[Labeled-object pointing lines]
----

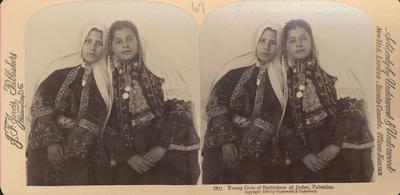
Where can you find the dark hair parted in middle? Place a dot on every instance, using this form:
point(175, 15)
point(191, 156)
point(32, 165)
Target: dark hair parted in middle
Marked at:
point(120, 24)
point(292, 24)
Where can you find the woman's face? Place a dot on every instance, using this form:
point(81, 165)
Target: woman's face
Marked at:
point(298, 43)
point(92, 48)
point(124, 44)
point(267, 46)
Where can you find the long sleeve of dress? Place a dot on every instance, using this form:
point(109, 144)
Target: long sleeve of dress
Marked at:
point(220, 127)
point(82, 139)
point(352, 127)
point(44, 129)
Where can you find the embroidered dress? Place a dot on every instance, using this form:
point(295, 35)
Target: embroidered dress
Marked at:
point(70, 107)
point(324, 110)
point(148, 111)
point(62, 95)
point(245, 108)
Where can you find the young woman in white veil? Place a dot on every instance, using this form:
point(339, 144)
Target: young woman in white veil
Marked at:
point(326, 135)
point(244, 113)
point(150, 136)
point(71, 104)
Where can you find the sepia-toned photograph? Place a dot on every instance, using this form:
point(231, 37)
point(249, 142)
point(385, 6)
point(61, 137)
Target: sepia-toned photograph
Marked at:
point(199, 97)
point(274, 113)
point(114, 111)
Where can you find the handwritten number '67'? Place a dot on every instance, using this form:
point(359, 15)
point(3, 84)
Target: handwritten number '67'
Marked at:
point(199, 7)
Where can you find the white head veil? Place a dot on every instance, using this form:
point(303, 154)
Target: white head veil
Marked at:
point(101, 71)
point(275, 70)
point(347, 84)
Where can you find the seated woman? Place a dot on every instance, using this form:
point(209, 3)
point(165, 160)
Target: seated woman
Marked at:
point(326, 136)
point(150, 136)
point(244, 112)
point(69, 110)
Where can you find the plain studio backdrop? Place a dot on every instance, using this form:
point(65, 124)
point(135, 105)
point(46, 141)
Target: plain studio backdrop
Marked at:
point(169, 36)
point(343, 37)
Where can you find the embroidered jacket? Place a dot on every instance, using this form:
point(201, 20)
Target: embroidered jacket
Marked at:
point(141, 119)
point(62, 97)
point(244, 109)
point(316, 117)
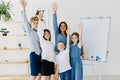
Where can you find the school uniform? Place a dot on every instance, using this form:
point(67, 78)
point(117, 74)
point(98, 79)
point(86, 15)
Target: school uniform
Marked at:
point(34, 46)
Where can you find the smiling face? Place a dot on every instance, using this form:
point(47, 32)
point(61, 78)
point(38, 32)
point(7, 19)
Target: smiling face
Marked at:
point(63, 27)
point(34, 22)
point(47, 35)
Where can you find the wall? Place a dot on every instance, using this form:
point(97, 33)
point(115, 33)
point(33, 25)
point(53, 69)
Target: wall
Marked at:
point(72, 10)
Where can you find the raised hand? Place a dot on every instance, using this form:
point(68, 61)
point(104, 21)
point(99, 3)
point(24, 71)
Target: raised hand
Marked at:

----

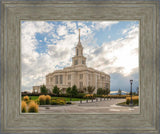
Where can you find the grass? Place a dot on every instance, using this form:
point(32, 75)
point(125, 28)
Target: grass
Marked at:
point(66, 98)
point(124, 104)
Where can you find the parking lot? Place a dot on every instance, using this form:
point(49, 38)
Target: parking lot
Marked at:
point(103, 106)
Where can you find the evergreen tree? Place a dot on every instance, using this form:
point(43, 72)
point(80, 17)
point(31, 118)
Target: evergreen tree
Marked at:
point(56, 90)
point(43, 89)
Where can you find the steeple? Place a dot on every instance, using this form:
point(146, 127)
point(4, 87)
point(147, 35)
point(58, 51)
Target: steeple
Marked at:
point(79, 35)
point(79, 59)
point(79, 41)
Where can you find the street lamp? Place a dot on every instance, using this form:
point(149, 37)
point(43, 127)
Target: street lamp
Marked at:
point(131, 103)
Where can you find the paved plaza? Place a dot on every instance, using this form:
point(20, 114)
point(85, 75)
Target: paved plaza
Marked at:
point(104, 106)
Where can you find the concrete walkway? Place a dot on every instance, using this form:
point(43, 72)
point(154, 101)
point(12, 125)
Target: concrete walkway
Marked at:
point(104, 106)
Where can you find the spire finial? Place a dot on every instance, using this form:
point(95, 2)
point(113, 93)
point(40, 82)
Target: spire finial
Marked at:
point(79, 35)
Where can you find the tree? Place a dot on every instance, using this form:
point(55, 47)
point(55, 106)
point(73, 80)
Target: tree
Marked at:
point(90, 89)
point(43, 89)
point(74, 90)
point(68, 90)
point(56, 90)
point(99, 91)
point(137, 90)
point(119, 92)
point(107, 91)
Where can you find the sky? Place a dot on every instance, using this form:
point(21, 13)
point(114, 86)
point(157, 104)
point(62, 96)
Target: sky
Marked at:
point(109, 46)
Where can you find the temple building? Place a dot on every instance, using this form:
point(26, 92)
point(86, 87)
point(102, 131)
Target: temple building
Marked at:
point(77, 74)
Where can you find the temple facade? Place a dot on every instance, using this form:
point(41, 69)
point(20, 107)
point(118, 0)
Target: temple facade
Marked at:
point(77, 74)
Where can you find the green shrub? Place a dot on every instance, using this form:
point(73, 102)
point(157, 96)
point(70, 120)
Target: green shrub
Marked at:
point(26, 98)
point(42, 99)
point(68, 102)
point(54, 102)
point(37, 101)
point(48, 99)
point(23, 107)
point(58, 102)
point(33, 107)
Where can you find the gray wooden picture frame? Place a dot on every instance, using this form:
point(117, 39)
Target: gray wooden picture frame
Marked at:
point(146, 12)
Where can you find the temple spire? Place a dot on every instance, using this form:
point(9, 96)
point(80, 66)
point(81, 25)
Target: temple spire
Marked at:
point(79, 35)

----

▶ Task directions
Copy out every line from the one containing "Where can you find the woman's" through the one containing "point(267, 46)", inclusive, and shift each coordinate listed after "Marked at:" by -143. Can you keep everything else unchanged?

▶ Completed exercise
Where can you find the woman's face? Place a dot on every instance, using this form:
point(81, 165)
Target: woman's face
Marked at:
point(155, -100)
point(-51, -95)
point(-19, -99)
point(124, -97)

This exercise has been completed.